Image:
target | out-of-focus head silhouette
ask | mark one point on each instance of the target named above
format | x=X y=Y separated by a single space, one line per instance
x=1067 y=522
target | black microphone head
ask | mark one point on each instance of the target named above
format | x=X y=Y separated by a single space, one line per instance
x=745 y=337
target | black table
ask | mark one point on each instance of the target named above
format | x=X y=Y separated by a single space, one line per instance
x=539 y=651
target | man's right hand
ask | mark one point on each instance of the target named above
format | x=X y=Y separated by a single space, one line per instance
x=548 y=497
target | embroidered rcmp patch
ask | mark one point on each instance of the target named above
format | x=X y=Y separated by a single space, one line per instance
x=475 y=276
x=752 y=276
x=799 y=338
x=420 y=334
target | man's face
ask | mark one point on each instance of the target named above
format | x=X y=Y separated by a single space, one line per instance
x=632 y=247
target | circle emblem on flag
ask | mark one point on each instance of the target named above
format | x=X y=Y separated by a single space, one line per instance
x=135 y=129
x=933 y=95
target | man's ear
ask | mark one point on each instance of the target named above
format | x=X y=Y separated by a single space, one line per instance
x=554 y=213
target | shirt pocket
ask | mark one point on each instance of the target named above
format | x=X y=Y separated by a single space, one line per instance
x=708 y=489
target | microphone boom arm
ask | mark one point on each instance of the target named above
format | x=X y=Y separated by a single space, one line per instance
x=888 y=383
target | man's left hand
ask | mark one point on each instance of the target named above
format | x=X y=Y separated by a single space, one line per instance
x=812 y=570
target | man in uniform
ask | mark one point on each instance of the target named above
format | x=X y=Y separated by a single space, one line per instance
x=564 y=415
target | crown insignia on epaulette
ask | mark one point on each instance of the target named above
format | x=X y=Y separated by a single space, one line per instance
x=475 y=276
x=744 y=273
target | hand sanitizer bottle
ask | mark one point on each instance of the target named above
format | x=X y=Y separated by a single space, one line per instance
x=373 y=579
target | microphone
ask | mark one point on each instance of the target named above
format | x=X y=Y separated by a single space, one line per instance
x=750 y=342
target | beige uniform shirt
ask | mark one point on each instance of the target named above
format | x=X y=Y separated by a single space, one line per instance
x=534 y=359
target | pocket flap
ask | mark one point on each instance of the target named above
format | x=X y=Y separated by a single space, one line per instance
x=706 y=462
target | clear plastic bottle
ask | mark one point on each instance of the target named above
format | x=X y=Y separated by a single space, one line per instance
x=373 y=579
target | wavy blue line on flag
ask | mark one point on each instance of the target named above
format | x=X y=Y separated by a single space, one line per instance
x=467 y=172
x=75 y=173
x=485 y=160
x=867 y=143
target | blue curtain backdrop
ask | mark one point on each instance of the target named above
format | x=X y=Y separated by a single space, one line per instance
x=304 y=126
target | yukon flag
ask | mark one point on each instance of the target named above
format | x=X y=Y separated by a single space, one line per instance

# # # # # # #

SHORT TASK>
Format every line of the data above as a numbered list, leaving out any blank lines.

SOLUTION FOR THIS TASK>
1. Image:
2. target | out-of-focus head silhouette
3. ask | mark one point on each instance of the target named above
4. format | x=X y=Y separated by a single space, one line per instance
5. x=1067 y=522
6. target | black microphone head
7. ask | mark one point on each instance of the target named above
8. format | x=X y=Y separated by a single space, one line per instance
9. x=745 y=337
10. target | black table
11. ask | mark one point on each instance of the target named above
12. format | x=X y=Y separated by a single space, one line per instance
13. x=539 y=651
14. target | man's right hand
15. ask | mark one point on each instance of the target named above
16. format | x=X y=Y separated by a single space, one line per instance
17. x=548 y=497
18. target | embroidered rcmp patch
19. ask | mark one point on each instance of the target named above
20. format | x=X y=Y separated by a single space, one line per instance
21. x=475 y=276
22. x=752 y=276
23. x=799 y=338
24. x=420 y=334
25. target | man's face
26. ask | mark one point on each instance of the target named above
27. format | x=X y=Y separated by a single space, one line per instance
28. x=632 y=247
29. target | circle emblem on flag
30. ask | mark one point on each instance of the target named above
31. format | x=X y=Y separated by a single space, one line per instance
32. x=135 y=129
33. x=933 y=95
34. target | man's ear
35. ask | mark one point on each instance of the target named above
36. format | x=X y=Y separated by a single space, one line per instance
37. x=554 y=213
38. target | shirt pocket
39. ask | mark one point on each instance of the target named above
40. format | x=X y=Y separated by a single space, one line per instance
41. x=708 y=489
42. target | microphone boom arm
43. ask | mark one point on each instance of the target named above
44. format | x=X y=Y separated by a single space, one line per instance
45. x=888 y=383
46. target | man's left hand
47. ask | mark one point on each instance of the target named above
48. format | x=X y=Y separated by a single space, one line per instance
49. x=812 y=570
50. target | man in uniform
51. ask | mark one point on each instance of the target named above
52. format | x=X y=Y separated by a single space, one line per instance
53. x=564 y=415
54. target | crown insignia on epaulette
55. ask | mark one point on each instance of the target named above
56. format | x=X y=Y separated by a single space, one line per instance
57. x=475 y=276
58. x=744 y=273
59. target | hand sanitizer bottle
60. ask | mark one point on each instance of the target named above
61. format | x=X y=Y separated by a single space, one line per instance
62. x=373 y=579
63. target | microphone
64. ask | mark one point on each instance of the target named above
65. format | x=X y=Y separated by a single space, one line per instance
66. x=750 y=342
67. target | beige uniform shirt
68. ask | mark one point on each instance of the target named above
69. format | x=X y=Y separated by a single space, one line per instance
70. x=534 y=359
71. target | pocket flap
72. ask | mark one point on each instance of the target named above
73. format | x=X y=Y separated by a single space, one line per instance
74. x=706 y=462
75. target | clear plastic bottle
76. ask | mark one point on each instance of the target named above
77. format | x=X y=Y separated by a single space, one line per instance
78. x=373 y=579
79. target | wavy blue line on flag
80. ask | mark one point on each instance of the target named above
81. format | x=X y=Y separated by a single space, one line per instance
82. x=467 y=172
83. x=75 y=173
84. x=485 y=160
85. x=867 y=143
86. target | blue curtain backdrop
87. ask | mark one point on each instance of the target named above
88. format | x=X y=Y separated by a single space, one line per instance
89. x=304 y=126
90. target | yukon flag
91. ask | mark one point on each instance of the target named above
92. format | x=X y=Y separated by a single space, one line per instance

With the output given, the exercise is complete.